> **Поставленная задача**: Укажите только число строк ниже, в которых встречается слово «white».

+-------+

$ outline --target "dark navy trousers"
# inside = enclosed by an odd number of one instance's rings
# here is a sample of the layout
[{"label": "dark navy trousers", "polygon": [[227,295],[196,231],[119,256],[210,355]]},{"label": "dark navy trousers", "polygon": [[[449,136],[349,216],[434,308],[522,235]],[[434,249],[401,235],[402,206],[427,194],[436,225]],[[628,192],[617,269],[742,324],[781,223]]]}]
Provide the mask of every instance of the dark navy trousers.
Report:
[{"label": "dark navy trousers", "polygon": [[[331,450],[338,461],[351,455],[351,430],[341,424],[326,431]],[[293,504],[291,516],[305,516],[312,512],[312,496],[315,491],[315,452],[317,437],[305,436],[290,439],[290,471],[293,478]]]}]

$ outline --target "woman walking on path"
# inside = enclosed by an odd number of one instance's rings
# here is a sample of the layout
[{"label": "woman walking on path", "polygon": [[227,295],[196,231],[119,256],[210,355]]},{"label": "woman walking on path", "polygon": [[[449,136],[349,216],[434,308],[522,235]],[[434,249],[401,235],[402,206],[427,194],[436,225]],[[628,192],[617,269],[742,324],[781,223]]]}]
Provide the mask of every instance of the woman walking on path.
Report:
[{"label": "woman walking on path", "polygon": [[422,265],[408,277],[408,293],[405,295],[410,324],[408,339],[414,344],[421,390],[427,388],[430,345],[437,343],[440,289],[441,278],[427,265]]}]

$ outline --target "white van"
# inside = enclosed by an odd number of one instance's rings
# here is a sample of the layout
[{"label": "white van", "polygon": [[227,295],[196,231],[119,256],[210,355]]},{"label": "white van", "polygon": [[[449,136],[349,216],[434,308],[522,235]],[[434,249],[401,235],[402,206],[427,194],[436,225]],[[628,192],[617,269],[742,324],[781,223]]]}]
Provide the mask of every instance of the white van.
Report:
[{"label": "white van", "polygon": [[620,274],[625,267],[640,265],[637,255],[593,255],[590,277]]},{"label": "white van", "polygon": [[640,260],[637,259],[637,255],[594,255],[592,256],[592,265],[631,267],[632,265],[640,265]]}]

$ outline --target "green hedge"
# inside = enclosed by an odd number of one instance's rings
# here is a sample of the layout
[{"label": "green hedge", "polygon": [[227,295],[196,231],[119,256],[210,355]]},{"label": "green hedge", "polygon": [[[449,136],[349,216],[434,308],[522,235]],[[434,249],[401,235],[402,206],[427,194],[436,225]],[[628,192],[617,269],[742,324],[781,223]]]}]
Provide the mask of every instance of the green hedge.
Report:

+-------+

> **Результат выполнения**: 4